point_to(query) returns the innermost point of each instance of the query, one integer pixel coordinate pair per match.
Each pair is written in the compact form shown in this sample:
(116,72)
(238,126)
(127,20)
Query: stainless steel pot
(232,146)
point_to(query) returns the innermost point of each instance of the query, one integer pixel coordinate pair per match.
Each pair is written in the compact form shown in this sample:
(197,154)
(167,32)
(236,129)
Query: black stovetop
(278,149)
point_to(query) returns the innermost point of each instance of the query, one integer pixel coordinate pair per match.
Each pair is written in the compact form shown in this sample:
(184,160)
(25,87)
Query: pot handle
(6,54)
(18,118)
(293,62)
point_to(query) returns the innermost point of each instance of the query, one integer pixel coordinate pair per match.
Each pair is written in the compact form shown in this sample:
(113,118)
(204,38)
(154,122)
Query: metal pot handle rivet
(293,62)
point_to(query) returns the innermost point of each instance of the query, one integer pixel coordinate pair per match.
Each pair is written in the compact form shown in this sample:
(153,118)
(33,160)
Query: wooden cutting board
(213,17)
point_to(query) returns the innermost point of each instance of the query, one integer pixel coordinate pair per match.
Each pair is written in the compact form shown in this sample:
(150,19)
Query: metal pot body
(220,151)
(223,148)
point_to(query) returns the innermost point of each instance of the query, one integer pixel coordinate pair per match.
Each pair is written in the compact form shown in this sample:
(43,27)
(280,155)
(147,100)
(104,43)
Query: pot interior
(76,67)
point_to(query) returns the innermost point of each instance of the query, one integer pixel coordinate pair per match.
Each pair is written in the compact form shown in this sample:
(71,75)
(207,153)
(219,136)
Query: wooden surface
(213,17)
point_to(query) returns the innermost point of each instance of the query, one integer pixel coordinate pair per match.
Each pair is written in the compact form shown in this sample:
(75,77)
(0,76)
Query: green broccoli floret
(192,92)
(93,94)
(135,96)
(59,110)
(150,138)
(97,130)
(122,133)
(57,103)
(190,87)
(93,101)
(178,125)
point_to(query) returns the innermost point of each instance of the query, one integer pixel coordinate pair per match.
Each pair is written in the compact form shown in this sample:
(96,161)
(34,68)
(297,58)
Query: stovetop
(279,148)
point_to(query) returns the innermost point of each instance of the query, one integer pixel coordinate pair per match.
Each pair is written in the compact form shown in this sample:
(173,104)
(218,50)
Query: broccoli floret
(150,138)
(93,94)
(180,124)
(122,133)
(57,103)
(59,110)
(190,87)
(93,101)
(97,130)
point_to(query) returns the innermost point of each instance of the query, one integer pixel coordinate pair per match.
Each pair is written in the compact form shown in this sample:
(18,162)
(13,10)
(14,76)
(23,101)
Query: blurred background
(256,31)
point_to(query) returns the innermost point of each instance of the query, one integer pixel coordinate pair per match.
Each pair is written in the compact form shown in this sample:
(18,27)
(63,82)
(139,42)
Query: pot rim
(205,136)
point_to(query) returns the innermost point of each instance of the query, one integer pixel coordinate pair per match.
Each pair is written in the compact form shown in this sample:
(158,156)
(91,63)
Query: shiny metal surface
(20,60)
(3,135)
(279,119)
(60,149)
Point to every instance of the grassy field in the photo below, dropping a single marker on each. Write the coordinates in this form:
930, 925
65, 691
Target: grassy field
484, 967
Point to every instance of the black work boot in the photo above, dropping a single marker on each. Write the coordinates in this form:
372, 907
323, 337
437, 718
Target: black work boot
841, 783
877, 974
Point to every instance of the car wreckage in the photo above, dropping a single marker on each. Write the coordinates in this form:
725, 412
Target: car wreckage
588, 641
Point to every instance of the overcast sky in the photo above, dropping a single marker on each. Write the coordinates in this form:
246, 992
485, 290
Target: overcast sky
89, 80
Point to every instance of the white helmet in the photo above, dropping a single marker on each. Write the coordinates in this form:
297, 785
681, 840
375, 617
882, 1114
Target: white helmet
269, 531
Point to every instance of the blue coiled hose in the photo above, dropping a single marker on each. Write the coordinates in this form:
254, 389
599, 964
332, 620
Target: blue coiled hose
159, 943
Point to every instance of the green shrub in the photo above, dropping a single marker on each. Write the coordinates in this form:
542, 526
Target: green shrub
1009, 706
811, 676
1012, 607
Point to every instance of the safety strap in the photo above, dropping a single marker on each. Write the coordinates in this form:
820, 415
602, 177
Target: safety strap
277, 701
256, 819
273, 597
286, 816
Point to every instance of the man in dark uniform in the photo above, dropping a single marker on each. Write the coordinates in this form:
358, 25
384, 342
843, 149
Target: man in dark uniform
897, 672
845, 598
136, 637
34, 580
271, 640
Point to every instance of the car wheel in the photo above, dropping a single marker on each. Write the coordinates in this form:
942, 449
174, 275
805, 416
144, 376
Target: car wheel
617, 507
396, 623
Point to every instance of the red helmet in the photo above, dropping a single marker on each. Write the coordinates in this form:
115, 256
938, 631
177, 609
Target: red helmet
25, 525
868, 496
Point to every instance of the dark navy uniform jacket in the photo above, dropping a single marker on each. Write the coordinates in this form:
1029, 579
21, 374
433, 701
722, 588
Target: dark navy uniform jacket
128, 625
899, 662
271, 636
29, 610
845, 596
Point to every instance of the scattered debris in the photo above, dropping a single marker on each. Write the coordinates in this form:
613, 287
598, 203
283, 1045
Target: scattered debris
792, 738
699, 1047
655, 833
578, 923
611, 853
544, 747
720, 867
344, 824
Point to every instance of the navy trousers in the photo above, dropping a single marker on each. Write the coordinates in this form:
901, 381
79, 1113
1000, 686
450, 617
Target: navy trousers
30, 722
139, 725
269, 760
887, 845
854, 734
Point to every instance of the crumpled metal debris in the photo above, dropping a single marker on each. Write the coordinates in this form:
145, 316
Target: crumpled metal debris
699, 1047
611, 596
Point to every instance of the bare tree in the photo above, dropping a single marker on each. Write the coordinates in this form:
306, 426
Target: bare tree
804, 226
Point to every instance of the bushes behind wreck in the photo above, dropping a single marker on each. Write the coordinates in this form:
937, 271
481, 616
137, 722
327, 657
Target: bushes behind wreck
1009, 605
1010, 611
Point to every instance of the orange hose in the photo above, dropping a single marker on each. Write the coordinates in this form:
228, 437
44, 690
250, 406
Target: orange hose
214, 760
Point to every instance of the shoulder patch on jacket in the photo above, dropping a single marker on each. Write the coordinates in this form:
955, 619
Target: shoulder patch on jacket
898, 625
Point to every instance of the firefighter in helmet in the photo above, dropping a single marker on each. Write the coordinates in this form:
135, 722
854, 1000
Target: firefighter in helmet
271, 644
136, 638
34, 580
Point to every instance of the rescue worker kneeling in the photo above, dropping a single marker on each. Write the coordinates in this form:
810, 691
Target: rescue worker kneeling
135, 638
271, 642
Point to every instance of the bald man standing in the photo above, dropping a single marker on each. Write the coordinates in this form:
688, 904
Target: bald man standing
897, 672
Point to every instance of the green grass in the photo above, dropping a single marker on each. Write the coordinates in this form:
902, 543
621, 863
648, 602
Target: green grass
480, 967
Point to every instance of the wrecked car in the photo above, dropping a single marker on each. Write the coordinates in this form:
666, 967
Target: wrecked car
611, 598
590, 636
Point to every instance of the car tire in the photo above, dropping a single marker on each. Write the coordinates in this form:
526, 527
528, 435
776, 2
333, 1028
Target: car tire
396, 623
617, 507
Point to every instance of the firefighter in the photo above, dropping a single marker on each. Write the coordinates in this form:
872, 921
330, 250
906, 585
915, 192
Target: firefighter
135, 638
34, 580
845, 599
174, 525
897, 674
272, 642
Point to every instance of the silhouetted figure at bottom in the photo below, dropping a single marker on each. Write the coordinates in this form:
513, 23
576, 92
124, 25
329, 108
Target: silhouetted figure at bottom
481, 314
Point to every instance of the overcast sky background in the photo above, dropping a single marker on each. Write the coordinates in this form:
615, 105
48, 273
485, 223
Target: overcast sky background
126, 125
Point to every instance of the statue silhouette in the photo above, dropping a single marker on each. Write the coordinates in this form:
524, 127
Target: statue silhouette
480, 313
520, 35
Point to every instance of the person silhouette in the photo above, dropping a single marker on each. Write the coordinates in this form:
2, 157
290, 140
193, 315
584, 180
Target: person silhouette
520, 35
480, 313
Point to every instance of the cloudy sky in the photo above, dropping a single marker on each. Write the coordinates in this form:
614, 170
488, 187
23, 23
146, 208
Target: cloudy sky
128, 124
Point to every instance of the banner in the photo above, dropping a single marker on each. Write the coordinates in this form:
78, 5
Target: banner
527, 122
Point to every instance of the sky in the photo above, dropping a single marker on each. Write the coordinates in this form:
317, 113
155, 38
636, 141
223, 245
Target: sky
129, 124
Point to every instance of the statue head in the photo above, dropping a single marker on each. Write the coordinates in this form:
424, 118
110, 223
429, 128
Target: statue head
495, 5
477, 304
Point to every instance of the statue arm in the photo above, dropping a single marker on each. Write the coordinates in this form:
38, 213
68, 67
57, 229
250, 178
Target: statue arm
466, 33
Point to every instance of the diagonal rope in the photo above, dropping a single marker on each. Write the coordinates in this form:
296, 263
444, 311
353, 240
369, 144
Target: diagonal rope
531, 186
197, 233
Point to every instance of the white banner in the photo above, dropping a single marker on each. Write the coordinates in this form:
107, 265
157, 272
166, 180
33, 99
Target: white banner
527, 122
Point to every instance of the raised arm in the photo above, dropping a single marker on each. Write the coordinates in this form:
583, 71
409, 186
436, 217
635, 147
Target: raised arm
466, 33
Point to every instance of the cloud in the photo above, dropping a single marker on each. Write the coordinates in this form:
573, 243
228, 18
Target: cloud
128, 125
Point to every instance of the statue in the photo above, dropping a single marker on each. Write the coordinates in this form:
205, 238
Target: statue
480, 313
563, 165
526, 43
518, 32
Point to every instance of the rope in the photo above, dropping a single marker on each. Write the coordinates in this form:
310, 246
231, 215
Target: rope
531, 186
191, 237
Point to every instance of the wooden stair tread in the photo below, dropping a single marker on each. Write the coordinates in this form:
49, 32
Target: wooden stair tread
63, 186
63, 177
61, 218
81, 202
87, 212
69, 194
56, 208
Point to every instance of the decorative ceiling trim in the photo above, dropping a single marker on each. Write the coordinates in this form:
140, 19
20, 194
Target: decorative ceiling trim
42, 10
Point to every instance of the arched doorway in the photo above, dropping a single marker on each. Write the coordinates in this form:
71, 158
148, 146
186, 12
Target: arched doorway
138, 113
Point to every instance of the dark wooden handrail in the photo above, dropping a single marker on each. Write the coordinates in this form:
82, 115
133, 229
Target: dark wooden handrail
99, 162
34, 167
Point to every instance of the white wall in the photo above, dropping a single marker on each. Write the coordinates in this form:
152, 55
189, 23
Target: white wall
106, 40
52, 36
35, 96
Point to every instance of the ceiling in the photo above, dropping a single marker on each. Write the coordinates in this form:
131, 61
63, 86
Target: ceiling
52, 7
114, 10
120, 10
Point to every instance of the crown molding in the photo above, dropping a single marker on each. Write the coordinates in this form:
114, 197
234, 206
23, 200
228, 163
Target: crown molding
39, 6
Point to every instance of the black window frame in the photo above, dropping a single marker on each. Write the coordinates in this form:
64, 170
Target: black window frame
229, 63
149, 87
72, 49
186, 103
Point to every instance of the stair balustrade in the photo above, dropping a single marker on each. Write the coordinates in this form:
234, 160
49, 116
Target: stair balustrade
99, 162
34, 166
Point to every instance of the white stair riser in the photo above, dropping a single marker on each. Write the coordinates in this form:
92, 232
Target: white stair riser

> **Description of the task**
Read the data above and count the lines that include "riser". Answer only with the count.

> **Exercise result**
2